I've already talked about generalised models. The aim is not only to have a universal system for modelling any agent's mental model - universality is pretty easy to get - but a system where it's easy to recreate these mental models. And then analyse the transition between models.

This post will show that if there is a morphism $r$ between two models (say, between ideal gas laws and models of atoms bouncing around), then there is an underlying model for that morphism.

Specifically, if $r$ is a morphism between $M_{0} = (F_{0}, Q_{0})$ and $M_{1} = (F_{1}, Q_{1})$ , then there is a generalised model $M_{r}$ defined from $r$ . The features of this model are the combination of the features of the two models: $F_{0} ⊔ F_{1}$ , and there are natural morphisms $r_{0}$ and $r_{1}$ from this underlying model to $M_{0}$ and $M_{1}$ :

Now, if $W_{0}$ and $W_{1}$ are the sets of possible worlds for $M_{0}$ and $M_{1}$ , then $W_{0} \times W_{1}$ is the set of possible worlds for $M_{r}$ . Then since $r$ is a relation between $W_{0}$ and $W_{1}$ , it can be seen as subset of $W_{0} \times W_{1}$ . And the $Q_{r}$ is a probability distribution over this subset $r$ .

What this means is that $Q_{r}$ measures how probability 'flows' from worlds in $M_{0}$ to worlds in $M_{1}$ . If $(w_{0}, w_{1})$ is an element of $r$ , then $Q_{r} (w_{0}, w_{1})$ measures how much probability is flowing from $w_{0}$ to $w_{1}$ . The actual probability of $w_{0}$ is the sum of all probability flowing out of it; that of $w_{1}$ , the sum of the probability flowing into it.

See for example this diagram, where the $Q_{0}$ probabilities are indicated in blue, those of $Q_{r}$ in black, and those of $Q_{1}$ in red. The probabilities $Q_{0}$ and $Q_{1}$ are the sum of the relevant probabilities $Q_{r}$ on the "edges" connecting to those points:

The distribution $Q_{r}$ is non-unique, though. The following two examples show situations with the same $Q_{0}$ and $Q_{1}$ , but different $Q_{r}$ :

The rest of this post will be dedicated to prove the existence of the underlying model for the morphism $r$ ; it can be skipped if you aren't interested.

Proof of underlying model

Definitions

Previous posts on generalised models defined them as triplets $M = (F, E, Q)$ , with $F$ a set of features, $W = 2^{¯ ¯¯ ¯ F}$ the set of possible worlds for those features, $E \subset W$ a subset of environments, and $Q$ a probability distribution on $E$ .

--------

# Stated goal A
Answer these questions about the post on generalised models:
(i) What are the features of the model $M_{r}$?
(ii) What is the set of possible worlds for $M_{r}$?
(iii) In the diagram, which color marks the $Q_{1}$ probabilities?
# Stated goal B
Write the next part of the post on generalised models, starting after its final sentence.
The material after this point is separate from the post on generalised models.

# Entries provided
--------

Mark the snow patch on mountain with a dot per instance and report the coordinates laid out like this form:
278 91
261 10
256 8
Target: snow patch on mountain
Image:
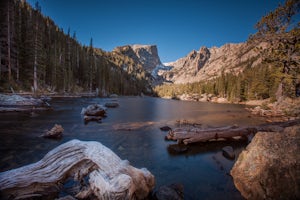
159 69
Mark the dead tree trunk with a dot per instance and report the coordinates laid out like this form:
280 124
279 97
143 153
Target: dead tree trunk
192 135
109 177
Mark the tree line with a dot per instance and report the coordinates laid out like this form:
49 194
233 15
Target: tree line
278 74
36 55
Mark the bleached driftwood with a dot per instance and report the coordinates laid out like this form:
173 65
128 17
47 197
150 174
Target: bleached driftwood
109 177
191 135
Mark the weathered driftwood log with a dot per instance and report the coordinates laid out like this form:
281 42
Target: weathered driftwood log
94 110
109 177
192 135
111 104
87 118
55 132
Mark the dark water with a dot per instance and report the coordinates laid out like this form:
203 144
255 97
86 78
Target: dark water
202 170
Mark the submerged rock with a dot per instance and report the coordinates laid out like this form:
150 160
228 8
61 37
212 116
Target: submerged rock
165 128
111 104
55 133
173 191
177 148
94 110
269 167
228 152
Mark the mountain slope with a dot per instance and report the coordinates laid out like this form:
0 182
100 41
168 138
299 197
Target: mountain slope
209 63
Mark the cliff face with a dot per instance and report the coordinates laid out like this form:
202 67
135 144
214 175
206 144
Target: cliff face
146 55
208 63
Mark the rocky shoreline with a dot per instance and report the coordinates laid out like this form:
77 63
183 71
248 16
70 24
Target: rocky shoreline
17 103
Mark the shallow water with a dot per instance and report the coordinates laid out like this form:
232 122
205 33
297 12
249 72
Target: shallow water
132 132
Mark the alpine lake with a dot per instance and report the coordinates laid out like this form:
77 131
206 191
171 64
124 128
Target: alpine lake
132 131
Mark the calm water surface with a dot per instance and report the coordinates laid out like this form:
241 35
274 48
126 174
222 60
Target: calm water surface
202 170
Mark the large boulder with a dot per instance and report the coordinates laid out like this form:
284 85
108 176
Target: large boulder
269 167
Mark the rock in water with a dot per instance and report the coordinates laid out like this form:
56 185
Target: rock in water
55 132
269 167
101 173
94 110
173 191
228 152
165 128
111 104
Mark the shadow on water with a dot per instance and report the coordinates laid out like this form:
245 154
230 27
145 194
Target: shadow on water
132 132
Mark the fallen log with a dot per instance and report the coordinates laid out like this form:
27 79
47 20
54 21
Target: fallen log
192 135
55 133
108 176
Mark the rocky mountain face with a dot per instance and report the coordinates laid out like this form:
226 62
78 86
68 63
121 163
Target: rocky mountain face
146 55
208 63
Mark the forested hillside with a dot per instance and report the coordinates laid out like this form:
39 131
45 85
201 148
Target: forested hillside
36 55
273 72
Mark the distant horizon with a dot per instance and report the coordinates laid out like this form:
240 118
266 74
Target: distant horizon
175 27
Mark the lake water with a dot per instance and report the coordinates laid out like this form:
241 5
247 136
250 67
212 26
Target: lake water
132 132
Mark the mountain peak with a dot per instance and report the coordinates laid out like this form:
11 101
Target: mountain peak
147 55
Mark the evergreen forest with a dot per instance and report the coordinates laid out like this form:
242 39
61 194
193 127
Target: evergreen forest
38 56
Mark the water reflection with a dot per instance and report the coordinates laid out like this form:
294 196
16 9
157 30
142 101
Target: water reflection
132 132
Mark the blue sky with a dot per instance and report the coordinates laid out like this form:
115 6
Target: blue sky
175 26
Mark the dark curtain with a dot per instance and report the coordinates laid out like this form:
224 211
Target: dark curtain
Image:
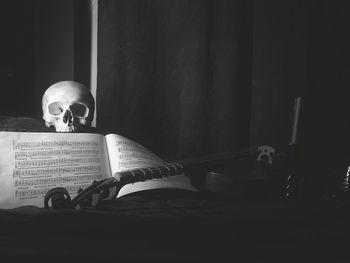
178 76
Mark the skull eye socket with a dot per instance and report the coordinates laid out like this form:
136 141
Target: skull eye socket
55 108
79 110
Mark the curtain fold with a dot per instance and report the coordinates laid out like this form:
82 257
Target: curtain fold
175 75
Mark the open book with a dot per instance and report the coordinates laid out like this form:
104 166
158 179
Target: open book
33 163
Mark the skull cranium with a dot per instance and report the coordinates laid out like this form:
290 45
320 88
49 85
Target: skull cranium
68 106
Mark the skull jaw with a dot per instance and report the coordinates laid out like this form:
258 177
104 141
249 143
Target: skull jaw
64 127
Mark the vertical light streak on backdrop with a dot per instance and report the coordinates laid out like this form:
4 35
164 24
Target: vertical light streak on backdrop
93 64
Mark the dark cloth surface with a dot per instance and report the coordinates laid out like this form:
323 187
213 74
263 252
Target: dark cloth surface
174 226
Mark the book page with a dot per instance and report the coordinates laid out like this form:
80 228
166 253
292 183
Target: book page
33 163
125 154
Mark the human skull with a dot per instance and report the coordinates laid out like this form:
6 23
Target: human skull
68 106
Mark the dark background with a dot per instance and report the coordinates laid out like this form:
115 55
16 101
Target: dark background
286 49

--------

# Written response A
(i) The combination of the features of the two models, $F_{0} ⊔ F_{1}$.
(ii) $W_{0} \times W_{1}$.
(iii) Red.

# Written response B
But $E$ was mainly superfluous, as $Q$ can be extended to a probability distribution on all of $W$ just by setting it to be zero on $W - E$ . Thus $E$ was dropped from the definition.

The original definition allowed $Q$ to be a partial probability distribution, but here we'll assume it's a total probability distribution (though not necessarily normalised; $Q (W)$ need not be $1$ ). The sets of features are assumed to be finite.

Then a morphism $r$ between generalised models $M_{0} = (F_{0}, Q_{0})$ and $M_{1} = (F_{1}, Q_{1})$ is a binary relation between $W_{0}$ and $W_{1}$ , such that:

$Q_{0} (E_{0}) \leq Q_{1} (r (E_{0}))$ ,
$Q_{1} (E_{1}) \leq Q_{0} (r^{- 1} (E_{1}))$ .

We might extend the class of morphisms by defining relations that only obey the first inequality as "left-morphisms", and relations that only obey the second one as a "right-morphisms". Left-morphisms ensure probability isn't lost ( $Q_{1} (W_{1}) \geq Q_{0} (W_{0})$ ), right morphisms ensure probability isn't gained ( $Q_{0} (W_{0}) \geq Q_{1} (W_{1})$ ). Full morphisms, of course, ensure that probability isn't gained or lost ( $Q_{0} (W_{0}) = Q_{1} (W_{1})$ ).

Binary relations are not necessarily functions; functions are relations $r$ such that each $w_{0}$ in $W_{0}$ is related to exactly one $w_{1}$ in $W_{1}$ .

Statement of the theorem

Let $r$ be a morphism between $M_{0} = (F_{0}, Q_{0})$ and $M_{1} = (F_{1}, Q_{1})$ . Then there exists a generalised model $M_{r} = (F_{0} ⊔ F_{1}, Q_{r})$ , with natural function morphisms $r_{0} : M_{r} \to M_{0}$ and $r_{1} : M_{r} \to M_{1}$ .

The $Q_{r}$ is non-zero on a set contained in $r \subset W_{0} \times W_{1} = 2^{F_{0}} \times 2^{F_{1}} = 2^{F_{0} ⊔ F_{1}}$ . The $Q_{r}$ need not be uniquely defined, but the total measure of $Q_{r}$ is the same as $Q_{0}$ and $Q_{1}$ :

$Q_{r} (r) = Q_{r} (W_{0} \times W_{1}) = Q_{0} (W_{0}) = Q_{1} (W_{1}) .$

Main proof

The function $r_{0}$ is just projection onto the first component: it sends $(w_{0}, w_{1})$ to $w_{0}$ . The functions $r_{1}$ conversely send $(w_{0}, w_{1})$ to $w_{1}$ .

Because $r_{0}$ and $r_{1}$ are functions, they can 'push-forward' any probability distribution $Q_{r}^{'}$ on $W_{0} \times W_{1}$ to $W_{0}$ and $W_{1}$ , respectively. This is given by: $r_{0} (Q_{r}^{'}) (w_{0}) = \sum_{w_{1}} Q_{r} (w_{0}, w_{1})$ , and similarly for $r_{1} (Q_{r}^{'})$ .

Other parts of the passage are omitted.